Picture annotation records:

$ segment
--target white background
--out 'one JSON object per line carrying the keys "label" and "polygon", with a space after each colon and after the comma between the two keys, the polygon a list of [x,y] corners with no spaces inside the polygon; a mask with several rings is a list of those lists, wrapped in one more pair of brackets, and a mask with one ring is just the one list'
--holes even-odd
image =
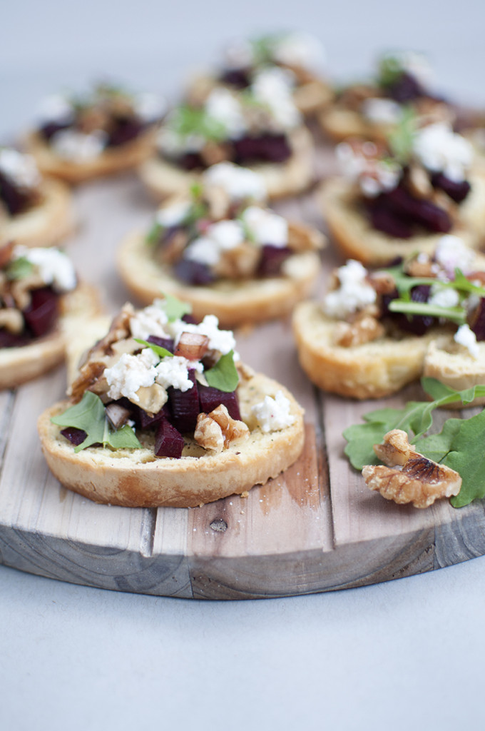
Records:
{"label": "white background", "polygon": [[[482,0],[5,3],[0,135],[46,93],[115,76],[169,96],[224,41],[311,31],[340,78],[376,50],[429,56],[485,106]],[[69,586],[0,567],[0,728],[484,727],[485,558],[387,584],[201,602]]]}

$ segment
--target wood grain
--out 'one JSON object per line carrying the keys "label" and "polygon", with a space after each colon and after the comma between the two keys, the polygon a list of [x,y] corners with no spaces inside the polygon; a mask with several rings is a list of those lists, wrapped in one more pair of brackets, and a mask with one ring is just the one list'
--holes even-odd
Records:
{"label": "wood grain", "polygon": [[[329,151],[321,149],[320,175],[333,164]],[[128,298],[115,251],[128,231],[148,225],[151,201],[134,176],[124,175],[80,186],[75,203],[80,225],[69,251],[114,312]],[[277,208],[322,225],[312,194]],[[337,262],[331,249],[324,252],[318,290]],[[245,329],[237,341],[242,360],[284,383],[305,409],[298,463],[247,498],[201,508],[95,504],[62,488],[40,452],[37,416],[65,390],[58,368],[0,393],[0,562],[103,588],[233,599],[359,586],[485,553],[483,503],[455,510],[442,501],[420,511],[366,488],[344,458],[342,431],[381,404],[314,389],[298,366],[288,319]],[[415,398],[417,388],[386,404]]]}

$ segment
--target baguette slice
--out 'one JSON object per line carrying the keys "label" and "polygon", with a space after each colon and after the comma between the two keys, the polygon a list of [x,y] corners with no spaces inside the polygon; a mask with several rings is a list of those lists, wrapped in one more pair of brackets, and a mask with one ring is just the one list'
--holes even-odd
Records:
{"label": "baguette slice", "polygon": [[[113,452],[90,447],[77,452],[53,424],[65,410],[61,402],[45,411],[38,428],[42,451],[55,477],[66,488],[93,500],[129,507],[191,507],[264,484],[286,469],[303,447],[303,412],[275,381],[243,367],[237,388],[242,418],[251,429],[244,441],[217,455],[206,453],[190,439],[180,459],[157,458],[150,444]],[[282,390],[291,403],[294,423],[264,433],[255,425],[251,407],[266,395]],[[147,437],[147,439],[149,438]]]}
{"label": "baguette slice", "polygon": [[15,241],[24,246],[52,246],[74,230],[71,192],[60,181],[45,178],[40,186],[42,200],[23,213],[9,216],[0,223],[0,242]]}
{"label": "baguette slice", "polygon": [[[450,233],[472,249],[485,239],[485,175],[470,176],[472,189],[459,206],[459,219]],[[342,257],[365,265],[385,266],[397,257],[416,251],[432,252],[442,233],[422,233],[408,239],[394,238],[373,228],[359,205],[352,183],[336,178],[320,190],[321,205],[332,240]]]}
{"label": "baguette slice", "polygon": [[61,157],[35,132],[27,135],[26,147],[44,175],[77,183],[136,167],[152,154],[156,137],[156,130],[149,129],[124,145],[107,148],[92,160],[77,161]]}
{"label": "baguette slice", "polygon": [[97,292],[79,284],[62,296],[61,308],[58,325],[49,335],[21,347],[0,349],[0,388],[15,388],[58,365],[66,352],[66,328],[75,330],[76,323],[99,311]]}
{"label": "baguette slice", "polygon": [[[308,228],[308,235],[323,240],[316,230]],[[120,248],[118,268],[129,291],[143,304],[167,292],[190,303],[196,319],[215,314],[225,327],[234,327],[291,312],[297,302],[309,296],[320,270],[320,257],[316,251],[301,251],[286,260],[281,276],[221,279],[196,287],[185,284],[172,276],[169,267],[158,263],[145,237],[134,233]]]}
{"label": "baguette slice", "polygon": [[[283,198],[306,190],[313,181],[313,144],[308,130],[299,127],[289,135],[292,154],[286,162],[246,165],[263,178],[270,198]],[[200,178],[200,173],[183,170],[152,156],[139,169],[140,176],[156,200],[184,194]]]}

» **WHAT THE TASK REQUIRES**
Report every line of the records that contains the word "target", copying each such line in full; treat the match as case-sensitive.

» **RESPONSE**
--target white background
--target wood grain
--target baguette slice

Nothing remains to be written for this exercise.